**Description of the task**
Pictures stay out, but every line of the data is copied exactly.

**Data**
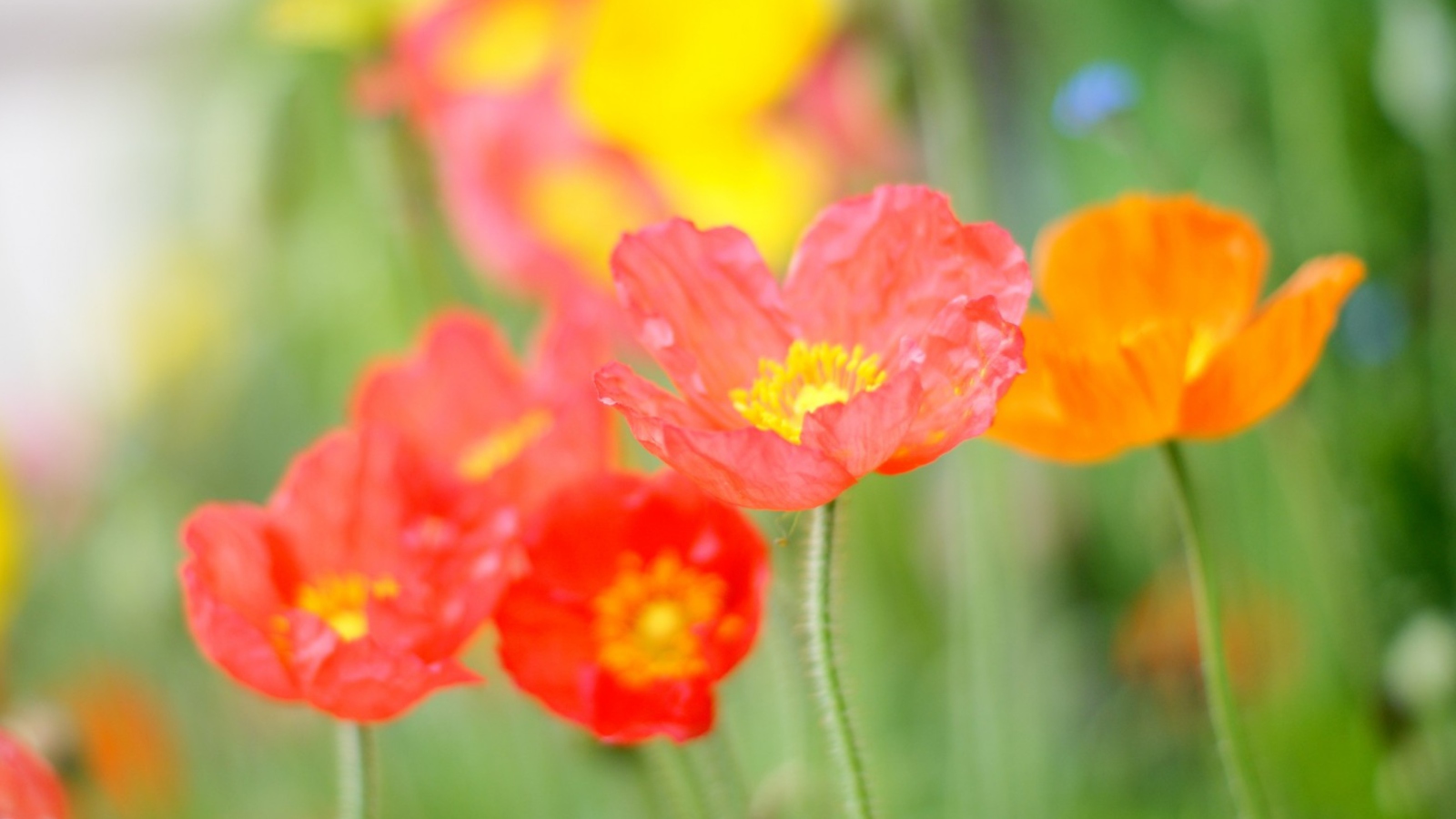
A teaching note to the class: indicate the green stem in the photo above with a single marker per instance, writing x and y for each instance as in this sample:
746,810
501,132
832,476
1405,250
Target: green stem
359,773
824,666
1234,745
676,785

**Written reply**
A teaching note to the class: indicate the green stem in the photo above with a single marker per instance, writing x and y for each instance as in this sample:
746,810
501,132
832,476
1405,250
Target: green stem
359,773
824,666
1234,745
676,785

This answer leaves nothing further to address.